---------- MATERIAL TO PROCESS
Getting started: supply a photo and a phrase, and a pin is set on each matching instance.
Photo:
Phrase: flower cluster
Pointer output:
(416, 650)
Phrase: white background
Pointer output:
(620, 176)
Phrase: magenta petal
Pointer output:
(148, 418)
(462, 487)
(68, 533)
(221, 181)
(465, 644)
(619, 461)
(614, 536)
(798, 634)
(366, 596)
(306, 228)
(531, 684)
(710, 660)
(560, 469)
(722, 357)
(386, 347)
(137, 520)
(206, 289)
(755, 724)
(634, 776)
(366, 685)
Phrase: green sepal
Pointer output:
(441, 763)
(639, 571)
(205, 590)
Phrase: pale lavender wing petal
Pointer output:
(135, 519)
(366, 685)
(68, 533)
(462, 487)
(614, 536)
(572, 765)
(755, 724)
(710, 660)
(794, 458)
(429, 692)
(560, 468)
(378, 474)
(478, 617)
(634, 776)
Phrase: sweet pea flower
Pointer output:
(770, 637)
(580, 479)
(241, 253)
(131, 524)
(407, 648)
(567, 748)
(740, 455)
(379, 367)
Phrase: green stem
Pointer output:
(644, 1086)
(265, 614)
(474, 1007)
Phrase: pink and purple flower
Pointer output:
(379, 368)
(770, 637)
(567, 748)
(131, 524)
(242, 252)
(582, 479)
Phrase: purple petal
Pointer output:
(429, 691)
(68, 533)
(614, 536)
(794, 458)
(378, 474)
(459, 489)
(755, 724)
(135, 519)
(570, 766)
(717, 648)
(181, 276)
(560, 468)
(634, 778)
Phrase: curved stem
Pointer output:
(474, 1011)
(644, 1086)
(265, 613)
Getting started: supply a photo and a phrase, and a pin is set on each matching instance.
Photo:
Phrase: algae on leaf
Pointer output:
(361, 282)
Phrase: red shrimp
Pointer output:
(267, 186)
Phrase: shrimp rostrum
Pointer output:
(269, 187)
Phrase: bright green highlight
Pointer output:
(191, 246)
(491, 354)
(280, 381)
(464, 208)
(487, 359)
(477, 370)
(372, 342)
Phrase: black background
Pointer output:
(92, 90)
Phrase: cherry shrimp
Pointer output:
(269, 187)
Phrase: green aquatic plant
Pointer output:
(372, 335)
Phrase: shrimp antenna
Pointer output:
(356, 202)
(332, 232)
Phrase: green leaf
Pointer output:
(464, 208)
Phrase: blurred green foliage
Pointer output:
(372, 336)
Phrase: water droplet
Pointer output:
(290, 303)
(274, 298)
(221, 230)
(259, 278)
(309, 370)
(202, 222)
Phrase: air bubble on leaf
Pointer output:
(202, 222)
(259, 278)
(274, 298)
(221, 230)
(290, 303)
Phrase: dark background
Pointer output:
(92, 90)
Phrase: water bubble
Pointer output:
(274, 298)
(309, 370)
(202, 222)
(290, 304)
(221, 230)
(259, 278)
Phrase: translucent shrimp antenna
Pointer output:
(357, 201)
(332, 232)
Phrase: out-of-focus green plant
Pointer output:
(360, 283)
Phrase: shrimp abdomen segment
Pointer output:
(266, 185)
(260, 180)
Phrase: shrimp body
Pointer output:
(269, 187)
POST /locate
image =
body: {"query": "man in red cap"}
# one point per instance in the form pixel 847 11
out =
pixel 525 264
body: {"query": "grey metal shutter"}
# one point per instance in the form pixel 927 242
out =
--------------------
EXERCISE
Restate each record exactly as written.

CORRECT RESPONSE
Getting started: supply a photo and a phrase, and a pin is set on each matching instance.
Photo:
Phrase: flower cluster
Pointer output:
(416, 650)
Phrase: white background
Pointer output:
(620, 176)
Phrase: magenta petal
Pointer output:
(148, 418)
(462, 487)
(68, 533)
(221, 181)
(465, 644)
(619, 461)
(614, 536)
(798, 634)
(366, 596)
(306, 228)
(531, 684)
(710, 660)
(560, 469)
(722, 357)
(386, 347)
(137, 520)
(206, 289)
(755, 724)
(634, 776)
(366, 685)
Phrase: green sepal
Pointer output:
(441, 763)
(639, 571)
(205, 590)
Phrase: pale lavender wing petal
Pointer output:
(135, 519)
(366, 685)
(68, 533)
(462, 487)
(614, 536)
(572, 765)
(755, 724)
(710, 660)
(794, 458)
(429, 692)
(560, 468)
(378, 474)
(478, 617)
(634, 776)
Phrase: sweet pea flower
Pointer output:
(770, 637)
(580, 479)
(241, 253)
(131, 524)
(407, 648)
(567, 748)
(740, 455)
(379, 367)
Phrase: green stem
Pointer output:
(644, 1086)
(265, 614)
(474, 1007)
Phrase: pink and purple flower
Pointer output:
(379, 368)
(770, 637)
(567, 748)
(131, 524)
(242, 252)
(582, 479)
Phrase: purple petal
Pointer output:
(429, 691)
(68, 533)
(614, 536)
(794, 458)
(378, 474)
(459, 489)
(755, 724)
(135, 519)
(570, 766)
(717, 648)
(181, 276)
(560, 468)
(634, 778)
Phrase: curved stem
Pointer output:
(474, 1011)
(644, 1086)
(265, 613)
Getting started: supply a photo and a phrase, and a pin is set on each matching instance.
Photo:
Phrase: algae on leaf
Pointer output:
(361, 282)
Phrase: red shrimp
Pointer output:
(267, 186)
Phrase: shrimp rostrum
Pointer output:
(269, 187)
Phrase: bright green highlight
Pointer output:
(191, 246)
(491, 354)
(280, 381)
(464, 208)
(487, 359)
(477, 370)
(372, 342)
Phrase: black background
Pointer output:
(92, 90)
Phrase: cherry shrimp
Pointer output:
(269, 187)
Phrase: green aquatic plant
Pointer output:
(372, 335)
Phrase: shrimp antenna
Pointer output:
(356, 202)
(332, 232)
Phrase: green leaf
Pointer output:
(464, 208)
Phrase: blurred green foliage
Pointer output:
(372, 336)
Phrase: water droplet
Pointer output:
(290, 303)
(274, 298)
(221, 230)
(259, 278)
(309, 370)
(202, 222)
Phrase: air bubble on leaf
Pointer output:
(202, 222)
(259, 278)
(274, 298)
(221, 230)
(290, 303)
Phrase: dark background
Pointer output:
(92, 90)
Phrase: water bubble
Pointer output:
(274, 298)
(309, 370)
(202, 222)
(290, 304)
(221, 230)
(259, 278)
Phrase: translucent shrimp antenna
Pointer output:
(357, 201)
(332, 232)
Phrase: out-of-focus green plant
Pointer output:
(360, 283)
Phrase: shrimp abdomen segment
Pointer output:
(266, 185)
(260, 180)
Phrase: shrimp body
Pointer output:
(269, 187)
POST /locate
image =
body: {"query": "man in red cap"}
# one point per instance in the form pixel 847 11
out =
pixel 525 264
body: {"query": "grey metal shutter"}
# one point per instance in the form pixel 927 242
out =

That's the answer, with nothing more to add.